(Data shown Opens)

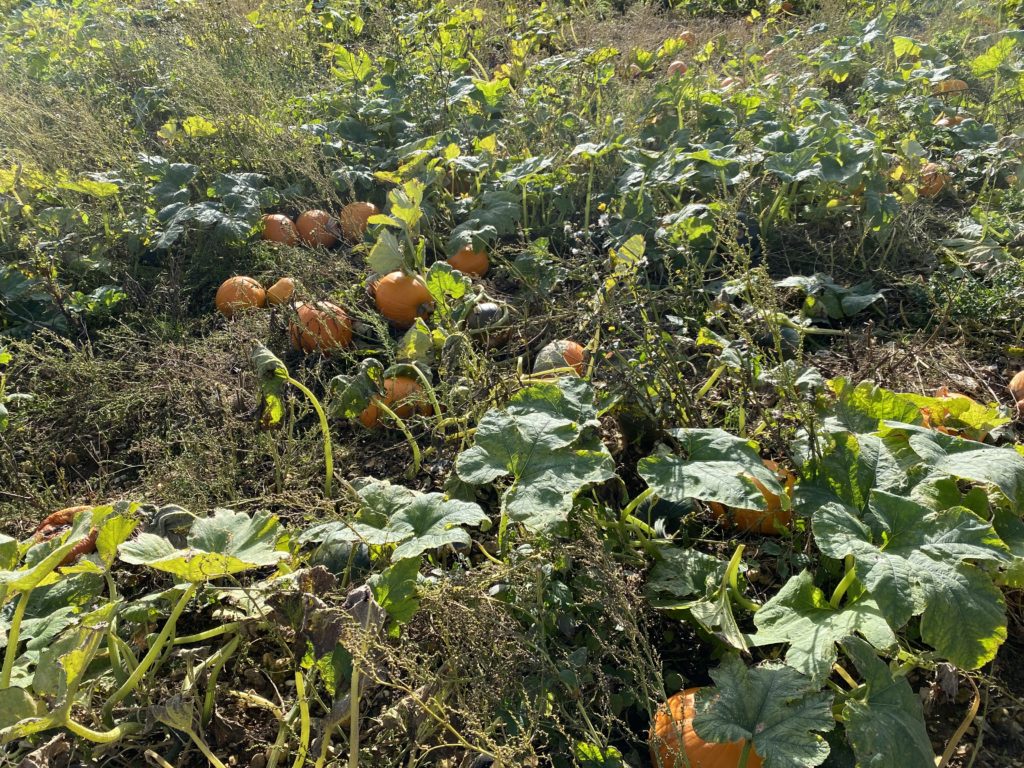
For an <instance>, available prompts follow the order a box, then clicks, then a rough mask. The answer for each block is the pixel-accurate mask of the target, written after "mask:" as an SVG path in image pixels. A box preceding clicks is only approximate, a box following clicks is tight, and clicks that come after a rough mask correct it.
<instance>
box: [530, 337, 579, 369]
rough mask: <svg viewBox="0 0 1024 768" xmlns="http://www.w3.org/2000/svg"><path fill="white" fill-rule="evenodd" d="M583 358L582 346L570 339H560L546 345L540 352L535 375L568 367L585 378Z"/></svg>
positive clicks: (536, 363) (537, 358)
mask: <svg viewBox="0 0 1024 768" xmlns="http://www.w3.org/2000/svg"><path fill="white" fill-rule="evenodd" d="M583 357H584V348H583V347H582V346H581V345H580V344H578V343H577V342H574V341H571V340H569V339H559V340H558V341H553V342H551V343H550V344H548V345H546V346H545V347H544V348H543V349H542V350H541V351H540V352H538V354H537V360H536V361H535V362H534V373H535V374H542V373H544V372H545V371H554V370H555V369H559V368H565V367H566V366H568V367H569V368H571V369H572V370H573V371H575V372H577V374H579V375H580V376H583V368H584V366H583Z"/></svg>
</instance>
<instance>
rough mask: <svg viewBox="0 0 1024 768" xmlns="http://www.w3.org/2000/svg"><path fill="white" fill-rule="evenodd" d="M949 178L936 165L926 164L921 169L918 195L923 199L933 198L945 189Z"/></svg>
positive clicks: (935, 164)
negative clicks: (919, 185) (922, 197)
mask: <svg viewBox="0 0 1024 768" xmlns="http://www.w3.org/2000/svg"><path fill="white" fill-rule="evenodd" d="M948 180H949V177H948V176H947V175H946V174H945V173H943V171H942V166H940V165H938V164H937V163H926V164H925V167H924V168H922V169H921V188H920V194H921V197H923V198H934V197H935V196H936V195H938V194H939V193H940V191H942V189H943V188H944V187H945V185H946V182H947V181H948Z"/></svg>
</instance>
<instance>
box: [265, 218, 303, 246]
mask: <svg viewBox="0 0 1024 768" xmlns="http://www.w3.org/2000/svg"><path fill="white" fill-rule="evenodd" d="M262 238H263V240H269V241H271V242H273V243H284V244H285V245H286V246H294V245H296V244H297V243H298V242H299V232H298V230H297V229H296V228H295V222H294V221H292V220H291V219H290V218H288V216H284V215H282V214H280V213H269V214H267V215H265V216H264V217H263V233H262Z"/></svg>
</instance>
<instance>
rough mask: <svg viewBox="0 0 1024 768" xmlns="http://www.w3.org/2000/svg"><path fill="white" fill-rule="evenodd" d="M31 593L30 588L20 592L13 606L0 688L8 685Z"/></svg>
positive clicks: (3, 665) (4, 686) (1, 687)
mask: <svg viewBox="0 0 1024 768" xmlns="http://www.w3.org/2000/svg"><path fill="white" fill-rule="evenodd" d="M31 594H32V590H31V589H28V590H26V591H25V592H23V593H22V595H20V597H18V599H17V607H16V608H14V615H13V616H11V620H10V630H9V631H8V632H7V650H6V651H5V652H4V654H3V671H2V672H0V689H2V688H8V687H10V673H11V671H12V670H13V669H14V658H15V657H16V656H17V646H18V644H19V641H20V638H19V636H20V634H22V620H23V618H25V609H26V608H28V607H29V596H30V595H31Z"/></svg>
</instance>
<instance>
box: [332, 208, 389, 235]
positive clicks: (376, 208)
mask: <svg viewBox="0 0 1024 768" xmlns="http://www.w3.org/2000/svg"><path fill="white" fill-rule="evenodd" d="M378 213H380V209H379V208H378V207H377V206H375V205H374V204H373V203H349V204H348V205H347V206H345V207H344V208H342V209H341V213H340V214H339V215H338V222H339V223H340V224H341V233H342V237H344V238H345V240H347V241H349V242H351V243H358V242H359V241H360V240H362V236H364V234H365V233H366V231H367V226H368V225H369V224H368V222H369V219H370V217H371V216H376V215H377V214H378Z"/></svg>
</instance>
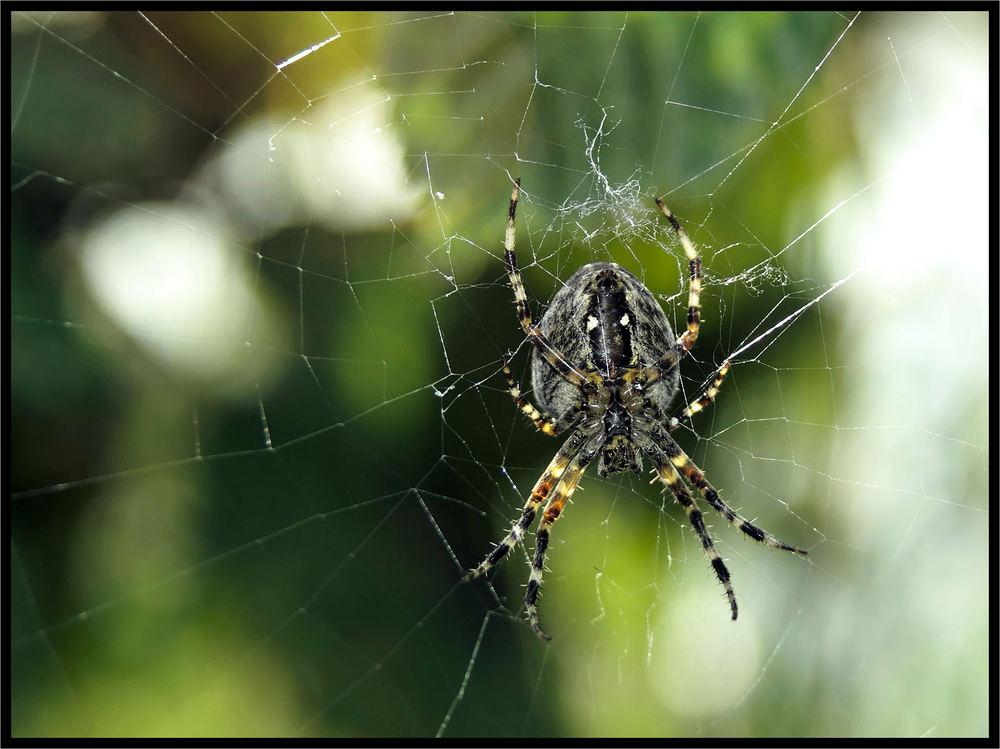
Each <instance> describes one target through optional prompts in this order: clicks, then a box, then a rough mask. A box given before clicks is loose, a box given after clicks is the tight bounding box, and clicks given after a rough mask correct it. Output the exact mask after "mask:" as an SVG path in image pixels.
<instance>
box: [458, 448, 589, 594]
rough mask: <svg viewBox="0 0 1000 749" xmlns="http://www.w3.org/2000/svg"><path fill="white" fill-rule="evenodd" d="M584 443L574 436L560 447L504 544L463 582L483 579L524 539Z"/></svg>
mask: <svg viewBox="0 0 1000 749" xmlns="http://www.w3.org/2000/svg"><path fill="white" fill-rule="evenodd" d="M583 440H584V438H583V435H581V434H580V433H579V432H574V433H573V434H572V435H571V436H570V438H569V439H568V440H566V442H564V443H563V446H562V447H561V448H560V449H559V452H557V453H556V456H555V457H554V458H553V459H552V462H550V463H549V465H548V467H547V468H546V469H545V471H544V473H542V475H541V476H540V477H539V479H538V481H536V482H535V487H534V488H533V489H532V490H531V496H530V497H528V501H527V502H525V503H524V508H523V509H522V510H521V517H520V518H518V520H517V521H515V522H514V525H513V526H512V527H511V529H510V531H509V532H508V533H507V535H506V536H504V538H503V540H502V541H501V542H500V543H498V544H497V545H496V547H495V548H494V549H493V551H491V552H490V553H489V554H488V555H487V556H486V558H485V559H484V560H483V561H482V562H480V563H479V566H477V567H476V568H475V569H472V570H469V572H468V573H467V574H466V575H465V577H463V578H462V582H468V581H469V580H475V579H476V578H477V577H480V576H481V575H485V574H486V573H487V572H489V571H490V569H492V568H493V567H495V566H496V565H497V564H499V562H500V561H501V560H502V559H503V558H504V557H505V556H506V555H507V552H508V551H510V550H511V549H513V548H514V547H515V546H517V544H518V543H519V542H520V541H521V539H522V538H524V534H525V532H526V531H527V530H528V528H529V527H530V526H531V523H532V522H533V521H534V519H535V514H536V512H537V510H538V505H540V504H541V503H542V501H543V500H545V499H547V498H548V496H549V493H550V492H551V491H552V489H553V487H554V486H555V485H556V484H557V483H558V482H559V479H560V478H561V477H562V475H563V474H564V473H565V471H566V468H567V466H569V464H570V461H572V460H573V457H574V456H575V455H576V454H577V453H578V452H580V448H581V447H583Z"/></svg>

(Data shown Closes)

What you should do: Reproduce verbatim the stretch of the data from its beginning through the line containing "positive clicks: (536, 363) (537, 358)", including both ends. Omit the pictures from your answer.

Result of the exercise:
For an <instance>, available prompts follow the order a box, then clicks, then a rough mask. The answer for each block is the pixel-accurate mask of the target, written after "mask:" as an SVG path in image pixels. A box preceding clicks is only approximate, a box following clicks is tight, and clicks that come after a rough mask correct it.
<instance>
box: [530, 337, 579, 369]
rough mask: <svg viewBox="0 0 1024 768" xmlns="http://www.w3.org/2000/svg"><path fill="white" fill-rule="evenodd" d="M583 358L582 346L570 339H560L546 345L540 352L535 375L568 367L585 378Z"/></svg>
positive clicks: (536, 363) (537, 358)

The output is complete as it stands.